§ **TEXT BLOCK**:
Genus of molluscs (fossil)

Olcostephanus is an extinct ammonoid cephalopod genus belonging to the family Olcostephanidae. These fast-moving nektonic carnivores lived during the Cretaceous, from the upper Valanginian to the lower Hauterivian age.

== Species ==
Source:
- Olcostephanus astierianus (d'Orbigny, 1840)

§ **TASK ITEM**:
Output the Olcostephanus text word for word, starting at "Genus of molluscs" and ending at "lower Hauterivian age.".

§ **DATA PROVIDED**:
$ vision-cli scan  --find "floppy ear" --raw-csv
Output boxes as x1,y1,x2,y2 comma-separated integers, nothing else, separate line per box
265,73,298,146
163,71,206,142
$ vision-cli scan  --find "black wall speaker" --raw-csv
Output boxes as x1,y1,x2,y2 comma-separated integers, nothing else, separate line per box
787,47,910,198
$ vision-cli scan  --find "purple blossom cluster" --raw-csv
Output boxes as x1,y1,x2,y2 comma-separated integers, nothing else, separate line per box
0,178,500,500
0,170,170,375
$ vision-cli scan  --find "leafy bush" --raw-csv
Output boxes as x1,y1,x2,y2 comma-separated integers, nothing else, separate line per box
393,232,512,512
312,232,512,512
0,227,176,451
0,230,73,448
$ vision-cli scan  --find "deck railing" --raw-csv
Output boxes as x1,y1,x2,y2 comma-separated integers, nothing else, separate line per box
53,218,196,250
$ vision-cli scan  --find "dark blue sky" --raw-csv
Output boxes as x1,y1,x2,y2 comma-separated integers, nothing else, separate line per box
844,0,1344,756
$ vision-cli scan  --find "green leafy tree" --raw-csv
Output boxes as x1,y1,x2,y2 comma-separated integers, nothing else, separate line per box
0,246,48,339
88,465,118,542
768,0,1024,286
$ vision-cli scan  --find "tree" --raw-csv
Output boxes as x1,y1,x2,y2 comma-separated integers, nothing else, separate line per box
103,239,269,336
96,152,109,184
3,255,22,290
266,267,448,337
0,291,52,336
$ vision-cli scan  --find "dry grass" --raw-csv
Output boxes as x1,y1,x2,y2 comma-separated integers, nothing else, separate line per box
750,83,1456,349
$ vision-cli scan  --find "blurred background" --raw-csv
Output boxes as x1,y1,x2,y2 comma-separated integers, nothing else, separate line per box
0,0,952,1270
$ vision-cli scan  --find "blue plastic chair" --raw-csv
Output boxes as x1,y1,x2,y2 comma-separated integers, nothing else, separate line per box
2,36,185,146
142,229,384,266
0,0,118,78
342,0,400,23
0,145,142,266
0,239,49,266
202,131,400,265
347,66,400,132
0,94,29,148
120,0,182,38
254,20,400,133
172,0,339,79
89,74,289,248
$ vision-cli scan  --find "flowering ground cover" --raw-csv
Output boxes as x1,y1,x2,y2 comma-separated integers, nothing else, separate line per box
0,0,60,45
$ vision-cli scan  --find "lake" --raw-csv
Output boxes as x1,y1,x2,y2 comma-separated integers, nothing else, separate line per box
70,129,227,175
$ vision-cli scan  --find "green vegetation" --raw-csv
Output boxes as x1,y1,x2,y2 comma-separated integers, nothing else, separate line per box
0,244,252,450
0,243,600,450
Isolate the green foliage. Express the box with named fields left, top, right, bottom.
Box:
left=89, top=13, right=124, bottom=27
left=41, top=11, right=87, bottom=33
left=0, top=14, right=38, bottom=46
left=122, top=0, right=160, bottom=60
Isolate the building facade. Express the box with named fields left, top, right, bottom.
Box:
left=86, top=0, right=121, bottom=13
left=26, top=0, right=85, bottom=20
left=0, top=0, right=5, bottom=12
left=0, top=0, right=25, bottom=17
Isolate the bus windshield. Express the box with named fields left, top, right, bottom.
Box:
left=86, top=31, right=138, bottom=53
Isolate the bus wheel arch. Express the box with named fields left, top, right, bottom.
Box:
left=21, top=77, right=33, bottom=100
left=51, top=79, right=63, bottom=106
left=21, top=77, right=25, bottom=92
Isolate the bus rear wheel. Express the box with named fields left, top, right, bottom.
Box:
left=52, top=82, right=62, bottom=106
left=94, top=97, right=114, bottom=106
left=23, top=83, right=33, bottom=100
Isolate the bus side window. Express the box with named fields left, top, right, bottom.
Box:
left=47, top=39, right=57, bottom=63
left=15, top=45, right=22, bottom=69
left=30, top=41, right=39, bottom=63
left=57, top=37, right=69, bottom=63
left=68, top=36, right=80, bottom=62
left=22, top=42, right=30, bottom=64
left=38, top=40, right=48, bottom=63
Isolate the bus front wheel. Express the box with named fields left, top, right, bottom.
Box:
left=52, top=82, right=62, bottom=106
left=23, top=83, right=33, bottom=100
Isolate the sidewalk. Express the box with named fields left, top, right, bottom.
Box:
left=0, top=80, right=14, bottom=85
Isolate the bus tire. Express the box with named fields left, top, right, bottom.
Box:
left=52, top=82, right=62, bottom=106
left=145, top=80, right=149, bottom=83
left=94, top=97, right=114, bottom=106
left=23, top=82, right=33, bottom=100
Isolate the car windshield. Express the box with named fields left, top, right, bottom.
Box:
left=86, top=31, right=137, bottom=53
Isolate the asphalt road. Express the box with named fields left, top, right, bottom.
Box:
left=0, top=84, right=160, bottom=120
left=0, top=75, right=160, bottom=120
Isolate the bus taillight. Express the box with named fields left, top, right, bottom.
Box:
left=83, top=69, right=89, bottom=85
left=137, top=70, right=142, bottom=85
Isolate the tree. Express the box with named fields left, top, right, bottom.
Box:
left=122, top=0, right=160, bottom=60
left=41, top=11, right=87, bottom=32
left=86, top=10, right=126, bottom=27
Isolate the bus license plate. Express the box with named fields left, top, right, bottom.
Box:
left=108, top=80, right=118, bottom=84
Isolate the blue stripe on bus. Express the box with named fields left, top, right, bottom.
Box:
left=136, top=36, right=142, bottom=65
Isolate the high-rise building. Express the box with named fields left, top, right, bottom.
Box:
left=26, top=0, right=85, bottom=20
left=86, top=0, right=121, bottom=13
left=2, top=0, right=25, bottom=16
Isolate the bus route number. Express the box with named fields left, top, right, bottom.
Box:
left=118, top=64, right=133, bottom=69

§ **EXERCISE OUTPUT**:
Genus of molluscs (fossil)

Olcostephanus is an extinct ammonoid cephalopod genus belonging to the family Olcostephanidae. These fast-moving nektonic carnivores lived during the Cretaceous, from the upper Valanginian to the lower Hauterivian age.